*Tareas a realizar*:
1 - En el fragmento sobre la clínica dental, ¿qué fue lo primero que le preguntaron por teléfono a quien narra?
2 - Según el fragmento sobre la clínica dental, ¿por qué resulta especialmente llamativo tener que esperar un mes para una limpieza bucal? Explícalo en una a tres oraciones.

*Fragmento para leer*:
En fin, señores y señoras, está en nuestras manos cambiar ésta fatídica tendencia. Es momento de reflexión, de madurar. Dejemos que el niño crezca de una forma saludable.

martes, 1 de marzo de 2011

De mutuas y oportunistas

A principios de año llamé a la Clínica Dental i Ortodoncia de la Dra X con el objetivo de concertar una cita para una simple limpieza bucal. Lo primero que me preguntaron es si estaba vinculada con alguna mutua o acudía como particular. Obviamente, mi respuesta fue “mutua”. “En tal caso, la cita será, como mínimo, hasta dentro de un mes”. También me pusieron límites bastante rígidos en las horas para concertar visita. Me parece comprensible que procuren por su negocio y que discriminen, hasta cierto punto, entre sus clientes particulares y los que proceden de mutuas. Aunque un mes de espera para una limpieza bucal me parece excesivo, asumí la fecha con resignación. Sobre todo, si tenemos en cuenta que uno de los primeros motivos por los que la gente contrata mutuas es ahorrarse el tiempo de espera que caracteriza los servicios públicos de la Seguridad Social.

Continuemos. Llegó el día de la esperada cita y acudí al centro. Primero me hicieron pasar un tiempo a la sala de espera. El especialista que me atendió me dijo que tal vez no sería posible realizar la limpieza en una sola sesión. Sin explicaciones. Una vez más, me sorprendió. Confieso que no soy un caso excepcional y dudo que requiera más tiempo de lo habitual. No es una valoración subjetiva, está basada en experiencias anteriores, puesto que no era la primera vez que me sometía a esto. Sin más, efectivamente terminó la limpieza de la parte inferior y me mandaron de nuevo a la recepción. Allí les hice entrega de la tarjeta de la mutua, para que pudiesen cobrar sus servicios prestados y pedir nueva hora. Miraron su agenda para darme cita una semana más tarde. No era posible: demasiado lleno. Así es que buscaron una semana más allá. Esta vez, sí hubo suerte. A continuación me hicieron pasar de nuevo a la sala de espera porque, por lo visto, tenían problemas de comunicación con la mutua. Sin resolver el caso, tomaron mis datos, me entregaron de nuevo la tarjeta y me dijeron que si había algún problema contactarían conmigo.

*Material proporcionado*:

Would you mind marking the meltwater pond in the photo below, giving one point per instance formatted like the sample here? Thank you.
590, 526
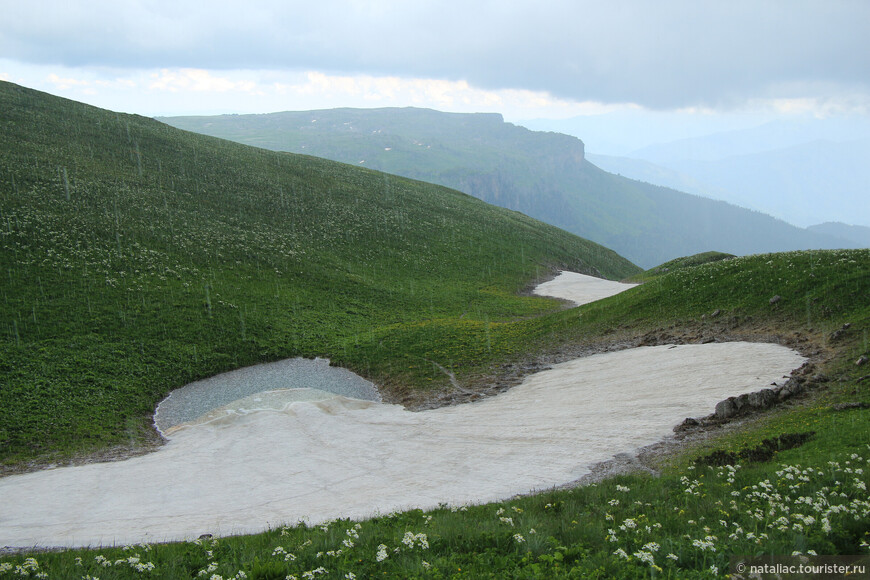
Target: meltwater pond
270, 386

*Respuestas del ejercicio*:
1 - Si estaba vinculada con alguna mutua o acudía como particular.

2 - Uno de los primeros motivos por los que la gente contrata una mutua es ahorrarse el tiempo de espera que caracteriza los servicios públicos de la Seguridad Social. Por eso, un mes de espera para una simple limpieza parece excesivo.